:: Your goal ::
Output the data below in full, byte for byte. Nothing may differ.

:: Data entries ::
.....

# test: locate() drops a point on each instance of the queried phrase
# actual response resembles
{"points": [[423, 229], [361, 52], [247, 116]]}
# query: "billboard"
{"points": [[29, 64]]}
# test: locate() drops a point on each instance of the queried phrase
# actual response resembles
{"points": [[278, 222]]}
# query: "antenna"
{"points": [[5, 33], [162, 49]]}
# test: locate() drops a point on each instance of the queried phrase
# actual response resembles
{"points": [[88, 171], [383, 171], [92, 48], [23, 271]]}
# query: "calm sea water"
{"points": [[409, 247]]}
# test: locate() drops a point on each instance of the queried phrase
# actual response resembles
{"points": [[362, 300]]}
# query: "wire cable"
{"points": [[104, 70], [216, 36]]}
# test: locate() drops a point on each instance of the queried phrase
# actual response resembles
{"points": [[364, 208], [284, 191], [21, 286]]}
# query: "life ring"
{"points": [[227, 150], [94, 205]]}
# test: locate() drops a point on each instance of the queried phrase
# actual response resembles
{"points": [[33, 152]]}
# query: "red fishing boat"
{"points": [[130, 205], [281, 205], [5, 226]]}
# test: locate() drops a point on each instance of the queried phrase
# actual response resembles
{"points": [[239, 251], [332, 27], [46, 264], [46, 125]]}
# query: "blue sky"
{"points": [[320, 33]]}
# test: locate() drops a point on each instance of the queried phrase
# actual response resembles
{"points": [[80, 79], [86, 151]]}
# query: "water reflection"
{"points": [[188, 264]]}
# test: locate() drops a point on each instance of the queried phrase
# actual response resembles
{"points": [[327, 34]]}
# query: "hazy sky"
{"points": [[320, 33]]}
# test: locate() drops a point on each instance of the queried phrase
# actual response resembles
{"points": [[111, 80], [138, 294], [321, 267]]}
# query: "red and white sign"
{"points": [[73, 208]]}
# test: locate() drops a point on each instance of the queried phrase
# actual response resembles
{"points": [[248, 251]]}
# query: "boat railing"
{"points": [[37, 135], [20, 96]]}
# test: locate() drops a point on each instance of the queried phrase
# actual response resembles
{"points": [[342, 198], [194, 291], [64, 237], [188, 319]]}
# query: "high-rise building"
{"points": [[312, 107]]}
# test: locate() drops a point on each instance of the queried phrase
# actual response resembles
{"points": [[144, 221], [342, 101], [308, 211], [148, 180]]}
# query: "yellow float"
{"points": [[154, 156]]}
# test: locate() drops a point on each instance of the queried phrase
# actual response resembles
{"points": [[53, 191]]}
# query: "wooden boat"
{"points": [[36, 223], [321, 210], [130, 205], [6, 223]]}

.....

:: The response ::
# test: locate() drops a point on each instance of the queried phrase
# actual response resembles
{"points": [[423, 229], [361, 52], [247, 116]]}
# query: "billboard"
{"points": [[29, 64]]}
# test: locate() drops a point on each instance of the queried phrase
# actual response resembles
{"points": [[278, 222]]}
# query: "antenna"
{"points": [[5, 33], [162, 49]]}
# test: locate() drops a point on each instance of the queried phrase
# actual response resembles
{"points": [[88, 171], [383, 171], [92, 48], [23, 271]]}
# query: "calm sea water"
{"points": [[409, 247]]}
# test: locate() drops a point on each instance of the queried phrase
# actual response resembles
{"points": [[362, 300]]}
# query: "wire cable"
{"points": [[104, 70], [216, 36]]}
# test: locate() drops a point on each instance of the queried phrase
# actual response resembles
{"points": [[364, 208], [284, 191], [21, 286]]}
# query: "life ring"
{"points": [[227, 150], [94, 205]]}
# test: locate() drops a point on each instance of the queried phrase
# actual response resembles
{"points": [[33, 152]]}
# query: "red fishing boat"
{"points": [[130, 205], [281, 205], [5, 226]]}
# test: locate() drops a point on each instance of the queried phrase
# actual response resembles
{"points": [[239, 251], [332, 27], [46, 264], [46, 125]]}
# query: "blue sky"
{"points": [[320, 33]]}
# test: locate() drops a point on each instance of the queried phrase
# actual response resembles
{"points": [[80, 79], [86, 151]]}
# query: "water reflection"
{"points": [[188, 264]]}
# test: locate() drops a point on each instance of the queried phrase
# actual response resembles
{"points": [[327, 34]]}
# query: "hazy sky"
{"points": [[320, 33]]}
# test: locate() drops a point on each instance of the queried phrase
# actual response resembles
{"points": [[111, 80], [138, 294], [321, 267]]}
# query: "red and white sign"
{"points": [[73, 208]]}
# test: locate() drops a point on each instance of the queried phrase
# actual response resembles
{"points": [[248, 251]]}
# query: "boat railing"
{"points": [[37, 135], [20, 96]]}
# test: locate() drops a point on each instance of the queried phrase
# actual response resembles
{"points": [[342, 198], [194, 291], [64, 237], [188, 319]]}
# query: "high-rise building"
{"points": [[312, 107]]}
# test: locate() drops a point on each instance of the queried phrase
# actual response resembles
{"points": [[144, 221], [342, 101], [308, 211], [148, 180]]}
# query: "yellow float"
{"points": [[154, 156]]}
# test: locate() drops a point on each instance of the queried phrase
# actual response resembles
{"points": [[53, 191]]}
# query: "wooden boat"
{"points": [[36, 223], [321, 210], [130, 205], [6, 223]]}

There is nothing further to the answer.